(Input material Opens)
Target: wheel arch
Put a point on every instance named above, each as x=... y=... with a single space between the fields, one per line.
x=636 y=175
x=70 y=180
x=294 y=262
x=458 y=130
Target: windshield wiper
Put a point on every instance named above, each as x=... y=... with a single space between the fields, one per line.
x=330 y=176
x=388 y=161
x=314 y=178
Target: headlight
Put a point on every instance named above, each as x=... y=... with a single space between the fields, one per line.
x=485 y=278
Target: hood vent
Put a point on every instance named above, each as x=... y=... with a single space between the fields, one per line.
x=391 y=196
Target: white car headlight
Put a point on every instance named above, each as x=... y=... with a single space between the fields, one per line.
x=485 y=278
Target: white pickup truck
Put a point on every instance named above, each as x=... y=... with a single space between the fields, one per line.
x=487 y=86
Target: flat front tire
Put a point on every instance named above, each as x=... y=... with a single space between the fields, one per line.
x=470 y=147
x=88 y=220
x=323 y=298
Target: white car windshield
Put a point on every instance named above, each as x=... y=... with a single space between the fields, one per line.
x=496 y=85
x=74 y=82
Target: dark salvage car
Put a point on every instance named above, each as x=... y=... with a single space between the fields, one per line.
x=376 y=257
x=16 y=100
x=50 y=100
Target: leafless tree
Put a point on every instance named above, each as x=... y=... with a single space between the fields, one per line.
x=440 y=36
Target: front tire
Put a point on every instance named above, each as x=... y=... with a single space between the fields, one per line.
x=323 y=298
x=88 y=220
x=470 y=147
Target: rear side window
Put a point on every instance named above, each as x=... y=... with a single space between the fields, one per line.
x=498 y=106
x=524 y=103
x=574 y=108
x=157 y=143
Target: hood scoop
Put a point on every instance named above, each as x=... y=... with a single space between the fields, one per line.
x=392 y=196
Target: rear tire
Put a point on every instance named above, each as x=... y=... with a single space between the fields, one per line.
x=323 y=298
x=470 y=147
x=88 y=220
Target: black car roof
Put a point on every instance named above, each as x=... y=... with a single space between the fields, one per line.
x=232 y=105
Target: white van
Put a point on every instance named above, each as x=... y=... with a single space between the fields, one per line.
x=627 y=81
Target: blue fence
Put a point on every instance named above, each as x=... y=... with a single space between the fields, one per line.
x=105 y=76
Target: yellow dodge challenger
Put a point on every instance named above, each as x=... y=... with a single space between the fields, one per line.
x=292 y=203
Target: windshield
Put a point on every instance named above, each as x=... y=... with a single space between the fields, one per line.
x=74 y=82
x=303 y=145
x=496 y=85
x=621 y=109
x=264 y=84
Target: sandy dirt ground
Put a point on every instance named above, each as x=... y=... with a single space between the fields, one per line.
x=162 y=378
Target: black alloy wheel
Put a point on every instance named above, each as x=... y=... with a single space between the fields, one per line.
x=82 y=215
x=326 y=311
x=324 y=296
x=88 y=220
(Input material Closes)
Each entry above must be repeated word for word.

Target: wheel arch
Put a point on every instance named above, each as x=... y=... with a single space between the fields, one per line.
x=636 y=175
x=70 y=180
x=294 y=262
x=458 y=130
Target: windshield wiper
Put a point on every instance named above, each as x=... y=... with a single space between the fields, one per line.
x=330 y=176
x=388 y=161
x=314 y=178
Target: headlight
Put a point on every instance named above, each as x=... y=... with a single space between the fields, one per line.
x=485 y=278
Target: hood vent
Put a point on every instance named above, each as x=... y=... with a single space between the fields, one per line.
x=391 y=196
Target: white car headlight
Put a point on every instance named above, each as x=... y=... with a single space between the fields, one per line.
x=485 y=278
Target: white pickup truck
Put a point on every instance named above, each as x=... y=... with a single space between the fields, one per line.
x=487 y=86
Target: flat front tire
Put a point on every instance named above, each as x=... y=... with a single space between the fields, one per line.
x=470 y=147
x=88 y=220
x=323 y=298
Target: white car windshield
Put a point on every instance named above, each as x=... y=... with a single space between the fields, one per line.
x=496 y=85
x=74 y=82
Target: dark salvage car
Put a point on every instance named above, each as x=... y=... with a single space between the fields, one per line.
x=376 y=257
x=16 y=100
x=50 y=100
Target: leafless tree
Put a point on every instance named above, each as x=... y=... with a single space between the fields, one per line.
x=440 y=36
Target: front tire
Put a point on every instance named above, each as x=... y=... with a single space between the fields, one per line.
x=323 y=298
x=88 y=220
x=470 y=147
Target: rear side window
Put a point on every instance named above, each as x=... y=... with a single space between the fields, one per line.
x=498 y=106
x=524 y=103
x=574 y=108
x=157 y=143
Target: hood scoop
Put a point on every instance named above, each as x=... y=... with a single space between the fields, one per line.
x=392 y=196
Target: rear tire
Put a point on every instance named above, each as x=... y=... with a single space between the fields, one per line.
x=323 y=298
x=470 y=147
x=88 y=220
Target: black car roof
Put a point on every instance named above, each as x=... y=... with a single space between the fields, one per line.
x=232 y=105
Target: white van
Put a point on every instance named above, each as x=... y=... with a single space between the fields, one per line.
x=627 y=81
Target: blue fence
Put a point on every instance named above, each as x=... y=... with a single space between the fields, one per line.
x=105 y=76
Target: yellow dodge challenger
Put a point on every instance named above, each as x=... y=... with a single space between the fields, one per line.
x=292 y=203
Target: windshield
Put a point on every instance named above, each as x=... y=... with a single space between the fields, one per line.
x=74 y=82
x=303 y=145
x=496 y=85
x=621 y=109
x=264 y=84
Target: sandy dirt ground
Put a point on every instance named above, each as x=... y=... with a single space between the fields, one per line.
x=162 y=378
Target: black alloy wheel
Put a point on every instance named above, each as x=... y=... with a single space between the fields, one per line.
x=82 y=215
x=326 y=311
x=324 y=296
x=88 y=220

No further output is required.